WORK TO COMPLETE
Could you render every line of the records below as a numbered list, leaving out blank lines and the pictures?

EXCERPTED DATA
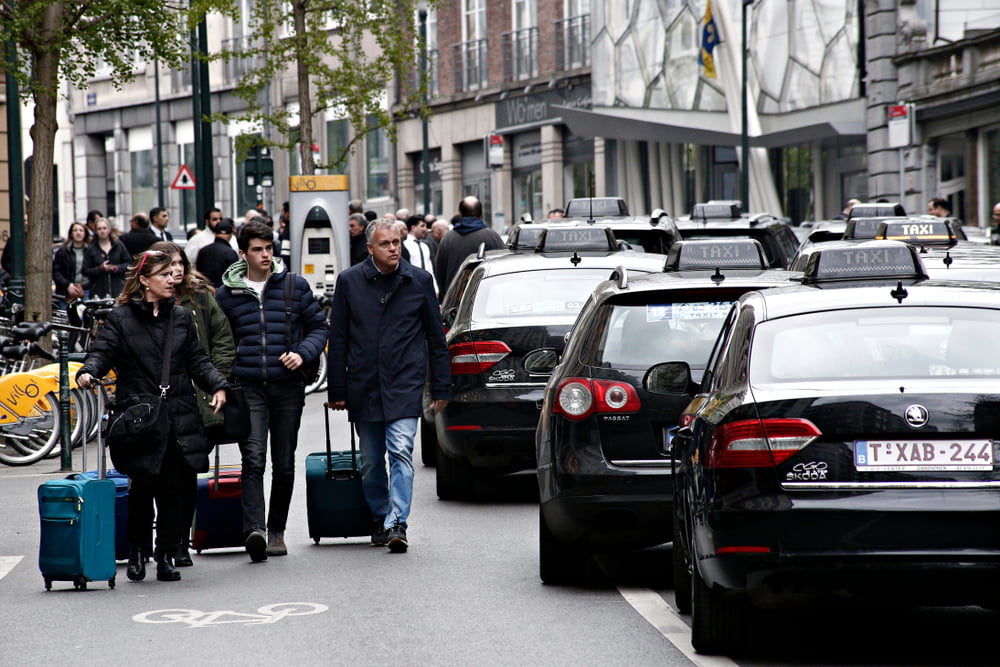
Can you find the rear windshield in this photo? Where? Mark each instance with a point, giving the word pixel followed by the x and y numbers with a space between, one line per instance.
pixel 533 293
pixel 638 336
pixel 916 342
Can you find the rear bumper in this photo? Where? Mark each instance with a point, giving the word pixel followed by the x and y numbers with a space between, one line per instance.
pixel 914 548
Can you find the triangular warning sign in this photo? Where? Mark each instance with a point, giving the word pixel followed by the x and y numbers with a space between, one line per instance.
pixel 184 180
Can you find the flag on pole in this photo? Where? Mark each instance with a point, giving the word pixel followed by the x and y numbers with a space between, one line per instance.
pixel 709 38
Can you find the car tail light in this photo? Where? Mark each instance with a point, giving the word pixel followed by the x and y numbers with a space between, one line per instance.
pixel 578 398
pixel 476 356
pixel 756 443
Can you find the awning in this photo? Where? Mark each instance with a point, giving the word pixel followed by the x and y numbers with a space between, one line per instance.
pixel 713 128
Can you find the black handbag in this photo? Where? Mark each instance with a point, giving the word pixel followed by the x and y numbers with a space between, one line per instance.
pixel 235 426
pixel 142 420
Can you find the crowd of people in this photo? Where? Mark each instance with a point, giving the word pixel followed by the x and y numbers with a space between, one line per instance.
pixel 226 309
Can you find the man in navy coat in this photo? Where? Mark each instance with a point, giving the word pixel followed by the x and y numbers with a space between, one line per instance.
pixel 385 325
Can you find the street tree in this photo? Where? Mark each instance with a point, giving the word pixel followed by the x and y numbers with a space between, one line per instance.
pixel 343 54
pixel 58 42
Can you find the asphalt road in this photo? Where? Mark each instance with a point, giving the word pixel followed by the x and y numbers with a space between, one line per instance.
pixel 466 593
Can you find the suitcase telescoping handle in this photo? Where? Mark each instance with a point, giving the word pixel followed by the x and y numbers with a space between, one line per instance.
pixel 329 450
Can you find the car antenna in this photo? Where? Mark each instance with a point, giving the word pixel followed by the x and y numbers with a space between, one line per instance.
pixel 899 293
pixel 590 199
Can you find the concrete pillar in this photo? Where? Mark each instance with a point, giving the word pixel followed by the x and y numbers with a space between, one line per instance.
pixel 553 195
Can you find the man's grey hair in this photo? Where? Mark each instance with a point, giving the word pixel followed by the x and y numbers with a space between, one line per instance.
pixel 375 225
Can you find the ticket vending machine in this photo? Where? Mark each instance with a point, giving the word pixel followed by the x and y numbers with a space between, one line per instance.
pixel 318 230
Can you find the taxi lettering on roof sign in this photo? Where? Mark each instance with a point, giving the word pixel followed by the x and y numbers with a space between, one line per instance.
pixel 712 253
pixel 926 232
pixel 878 259
pixel 576 238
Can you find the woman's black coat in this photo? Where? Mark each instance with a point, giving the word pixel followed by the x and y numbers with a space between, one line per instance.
pixel 131 342
pixel 104 284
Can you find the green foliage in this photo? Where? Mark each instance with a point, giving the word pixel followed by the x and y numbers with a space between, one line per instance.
pixel 342 53
pixel 85 35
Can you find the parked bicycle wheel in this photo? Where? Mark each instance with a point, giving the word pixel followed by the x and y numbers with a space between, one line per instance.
pixel 33 437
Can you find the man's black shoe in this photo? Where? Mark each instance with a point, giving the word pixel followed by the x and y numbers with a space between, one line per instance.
pixel 397 539
pixel 183 557
pixel 380 534
pixel 257 546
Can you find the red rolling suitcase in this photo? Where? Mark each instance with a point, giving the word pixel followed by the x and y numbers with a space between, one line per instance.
pixel 218 514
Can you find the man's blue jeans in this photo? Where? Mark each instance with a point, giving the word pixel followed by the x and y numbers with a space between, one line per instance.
pixel 275 407
pixel 388 495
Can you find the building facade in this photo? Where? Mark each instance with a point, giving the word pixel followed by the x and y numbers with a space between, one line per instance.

RESULT BELOW
1. Can you find the rear windshield in this photo? Where? Mark each instance with a point, giving the word pixel followed by the x and y numbers with a space between, one line per instance.
2. pixel 533 293
3. pixel 638 336
4. pixel 916 342
5. Can you find the rear bumper in this photo? Where? Mark each instance with a point, giving the word pixel followed by the x and y numbers with a space between, one line per instance.
6. pixel 914 548
7. Can you find the triangular warning sign in this photo? Where? Mark each instance with a point, giving the word pixel followed by the x and y numbers with a space between, one line per instance.
8. pixel 184 180
9. Can you find the flag on pole in this photo? Where? Mark each instance with a point, giving the word pixel followed by the x and y numbers with a space between, one line per instance.
10. pixel 709 38
11. Can you find the car tail light in this photo? Where? Mark each instance with a point, giving the word pixel followed by the x and y numbers with a space between, one line per instance.
12. pixel 578 398
13. pixel 476 356
14. pixel 756 443
15. Can you find the awning in this photo? Where? Mark each instance with a point, giving the word pixel followed by the x and y numbers with a space between, one line per instance.
16. pixel 713 128
17. Can you find the black handbag in this photo? Where? Mark each instance with a point, giving the word pixel followed by the x and y numbers with a space between, one line per instance.
18. pixel 235 426
19. pixel 142 420
20. Can you find the crowd of people in this photo? Where? Mark each instance with a point, giving the word pixel followed by the x and y numbers with a space between, one line per instance.
21. pixel 226 309
22. Can you find the man in navy coat in this photo? Where? Mark each instance with a point, giving the word pixel followed by the x and y numbers with a space between, one line per instance.
23. pixel 385 325
24. Can you find the street tree in this photo? Where? Mark each instance with a point, giving the word pixel followed by the x and y numbers with a space between, one line per instance.
25. pixel 343 54
26. pixel 58 42
27. Can you find the asphalt road in this photo? Where? Mark each instance with a point, giving the word pixel followed by the x and y numbers with a space between, one line per instance.
28. pixel 466 593
29. Can you find the suitcase telescoping handle in this photo? Where? Mark each instance with a point, giving the word pixel followed by the x and y numbers with a space between, one line per instance.
30. pixel 329 450
31. Can you find the car antenna in this photo? Where? Mark each instance with a point, giving the word pixel followed by the x and y numbers with a space between, one line per instance.
32. pixel 899 293
33. pixel 590 199
34. Can you find the concrete pillar in this photo? Where? Mark each instance with a point, giving the word pixel followed by the x and y numbers with a space between, one line per instance.
35. pixel 553 195
36. Can you find the man's grey hair in this photo? Where? Mark each instance with a point, giving the word pixel followed by the x and y numbers with a space between, one line per instance.
37. pixel 375 225
38. Can you find the ticket vending machine in this photo? Where? Mark each instance with a point, giving the word pixel followed by the x and y numbers with a space between, one line per instance.
39. pixel 318 230
40. Can you find the taxi lettering on roof sign in this photo? Where? Mark each instance with a point, giving the word pixel followed by the x and y numbers with a space between, one line per instance.
41. pixel 712 253
42. pixel 926 232
43. pixel 878 259
44. pixel 576 238
45. Can you find the woman's black coat in this photo? Where? Mark each instance with a point, giving the word pixel followed by the x and y numbers with a space between, one line per instance.
46. pixel 131 342
47. pixel 104 284
48. Can you find the green foliage in this photo? Where? Mark each instance with a point, giving the word pixel followed by the x and y numbers with a space between, one line per instance.
49. pixel 342 53
50. pixel 85 35
51. Can you find the parked bicycle wheel in this photo? Where? Mark each instance with a point, giving the word pixel followed by the x and y numbers with a space between, one line per instance.
52. pixel 33 437
53. Can you find the man's black shoe in this photo? Where? Mark each instance with a point, giving the word pixel followed by the x and y numbers with a space between, one line per instance.
54. pixel 397 539
55. pixel 183 557
56. pixel 380 534
57. pixel 257 546
58. Can you find the red rolling suitcase in this photo? Where? Mark each instance with a point, giving the word pixel followed by the x and y numbers with a space between, one line per instance.
59. pixel 218 514
60. Can you find the man's blue jeans in this photo? Where? Mark each instance with a point, giving the word pixel followed by the x and y numbers with a space between, one line per instance.
61. pixel 275 407
62. pixel 388 495
63. Can you find the building facade in this photo? Where? Mark each instance with a point, giving the word pixel followed by the x and y numbers with a space between, one line per instance.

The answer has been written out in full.